TAREAS POR REALIZAR:
1: En el texto sobre el plan divino de rescate de la humanidad, ¿con qué dos nombres se designa el sitio donde Dios colocó a la primera pareja humana?
2: Cite literalmente el pasaje del texto sobre el plan divino de rescate de la humanidad desde "En ese estado" hasta "contra de Dios.".

TEXTO CITADO:
========================

Recordemos que Dios había diseñado un plan maravilloso al colocar a la primera pareja humana en un sitio y un estado ideal de felicidad: el Paraíso Terrenal o Jardín del Edén.  Pero nuestros primeros progenitores se rebelaron contra Dios, su Creador, y perdieron ellos, y nosotros sus descendientes, esa inicial condición de felicidad perfecta en que Dios los había colocado.




En ese estado de felicidad inicial los seres humanos gozábamos de privilegios especiales.  Entre otras cosas, ni sufríamos, ni nos enfermábamos, ni moríamos.  Además, nos era más fácil hacer el bien y teníamos un mejor conocimiento de Dios, lo cual nos ayudaba a tener una mayor intimidad con El.

Pero Dios, que nos creó para que pudiéramos disfrutar para siempre de su Amor Infinito, no quiso abandonarnos, ni dejarnos en la situación en que quedamos, sino que preparó y diseñó un Plan de Rescate para la humanidad.

Y ¿en qué situación habíamos quedado?  Los seres humanos habíamos quedado sometidos a la esclavitud del Demonio, por haber aceptado Adán y Eva la proposición que éste les había presentado en contra de Dios.

Podríamos decir que quedamos, entonces, en una situación de secuestro.  Y Dios decide salvarnos.  Y Dios decide salvarnos... El mismo.

Es así como Dios viene a hacer por nosotros lo que nosotros no podíamos hacer por nosotros mismos: rescatarnos.


                           



Para esto, era necesario que una Persona divina se hiciera humana, puesto que la ofensa infinita a Dios debía reparase de manera infinita.  Y una reparación de esa categoría sólo podía hacerla el mismo Dios.  Pero como la ofensa había sido hecha por humanos, esa Persona Divina también tenía que ser humana.

Es así como nos promete a alguien que vendría a salvarnos:  nos promete un Salvador. (cf. Gn. 3, 15)

========================

MATERIAL PROPORCIONADO:
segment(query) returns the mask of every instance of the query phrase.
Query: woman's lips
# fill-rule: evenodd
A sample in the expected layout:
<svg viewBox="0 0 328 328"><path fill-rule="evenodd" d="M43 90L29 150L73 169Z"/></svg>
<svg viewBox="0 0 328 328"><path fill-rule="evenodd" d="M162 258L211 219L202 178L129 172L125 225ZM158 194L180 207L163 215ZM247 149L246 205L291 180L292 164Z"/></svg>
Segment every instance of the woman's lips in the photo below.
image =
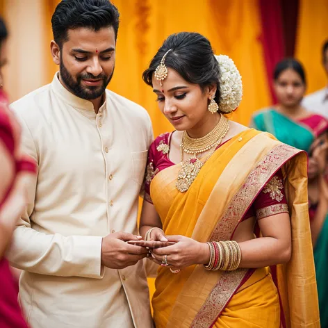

========================

RESPUESTAS DEL EJERCICIO:
1: El Paraíso Terrenal o Jardín del Edén.

2:
En ese estado de felicidad inicial los seres humanos gozábamos de privilegios especiales.  Entre otras cosas, ni sufríamos, ni nos enfermábamos, ni moríamos.  Además, nos era más fácil hacer el bien y teníamos un mejor conocimiento de Dios, lo cual nos ayudaba a tener una mayor intimidad con El.

Pero Dios, que nos creó para que pudiéramos disfrutar para siempre de su Amor Infinito, no quiso abandonarnos, ni dejarnos en la situación en que quedamos, sino que preparó y diseñó un Plan de Rescate para la humanidad.

Y ¿en qué situación habíamos quedado?  Los seres humanos habíamos quedado sometidos a la esclavitud del Demonio, por haber aceptado Adán y Eva la proposición que éste les había presentado en contra de Dios.